## Excerpted text:
+++
Обсуждение: New Slave - timeline ERROR

Поиск
Список
Период
Сортировка

New Slave - timeline ERROR

От
"drum.lucas@gmail.com"
Дата:

I've started a new SLAVE PostgreSQL server set up.

* NOTE: I run the pg_basebackup from another STANDBY SERVER. Not from the MASTER

1 - screen -t basebackup

2 - su - postgres

3 - cd ~/9.2/data/

4 - ssh postgres@slave01 'pg_basebackup --pgdata=- --format=tar --label=bb_master --progress --host=localhost --port=5432 --username=replicator --xlog | pv --quiet --rate-limit 100M' | tar -x --no-same-owner

5 - I've commented the "primary_conninfo =" and "standby_mode=" so the slave can get the files from WAL_ARCHIVE

6 - Afte I got the logs:

postgres(iostreams)[10037]:       2016-01-09 00:07:26.604 UTC|10085|LOG:  database system is ready to accept read only connections

7 - After the server finished the WAL_ARCHIVE, I turned on replication from MASTER on recovery.conf:

recovery.conf on the New Slave:

restore_command = 'exec nice -n 19 ionice -c 2 -n 7 ../../bin/restore_wal_segment.bash "../wal_archive/%f" "%p"'
archive_cleanup_command = 'exec nice -n 19 ionice -c 2 -n 7 ../../bin/pg_archivecleaup_mv.bash -d "../wal_archive" "%r"'
recovery_target_timeline = 'latest'
standby_mode = on
primary_conninfo = 'host=192.168.100.XX port=5432 user=replicator application_name=replication_slave02'

But, once I've restarted the POSTGRESQL I got this error:

WAL segment `../wal_archive/00000005.history` not found
2016-01-09 01:13:39.183 UTC|774|FATAL:  timeline 2 of the primary does not match recovery target timeline 4

What can I do to solve the problem?
+++
## Stored data:
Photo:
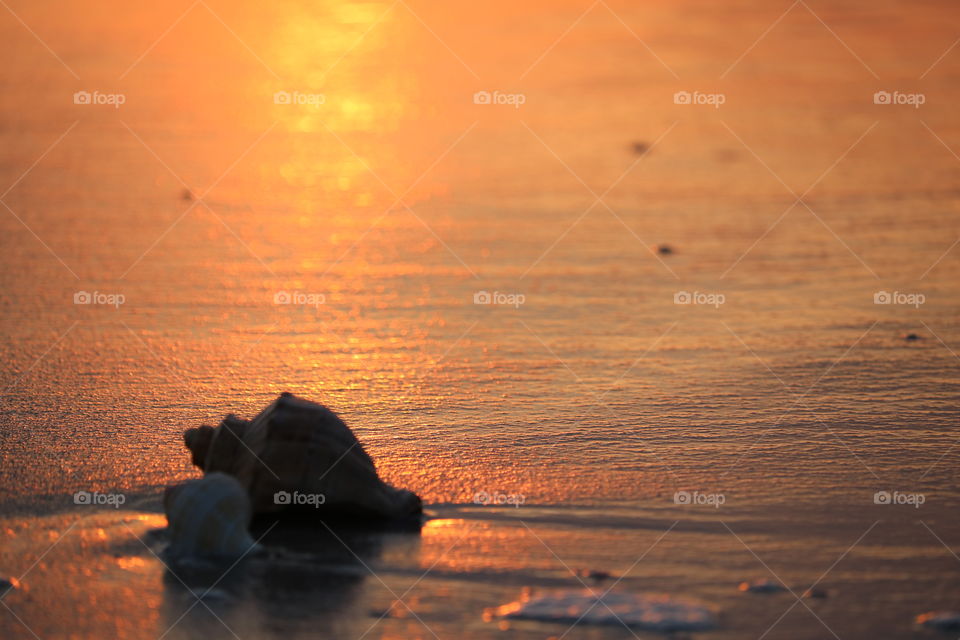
+++
## Aim 1:
In the forum thread about the new slave's timeline error, why did the poster comment out the "primary_conninfo =" and "standby_mode=" settings in step 5? Answer in one to three sentences.
## Aim 2:
Reproduce the passage of the forum thread about the new slave's timeline error from "But, once I've" to "solve the problem?".
## Aim 3:
According to the forum thread about the new slave's timeline error, which server was pg_basebackup run from?

## Correct response 1:
The poster commented out those two settings so that the new slave could get its files from the WAL archive (WAL_ARCHIVE).

## Correct response 2:
But, once I've restarted the POSTGRESQL I got this error:

WAL segment `../wal_archive/00000005.history` not found
2016-01-09 01:13:39.183 UTC|774|FATAL:  timeline 2 of the primary does not match recovery target timeline 4

What can I do to solve the problem?

## Correct response 3:
It was run from another standby server, not from the master.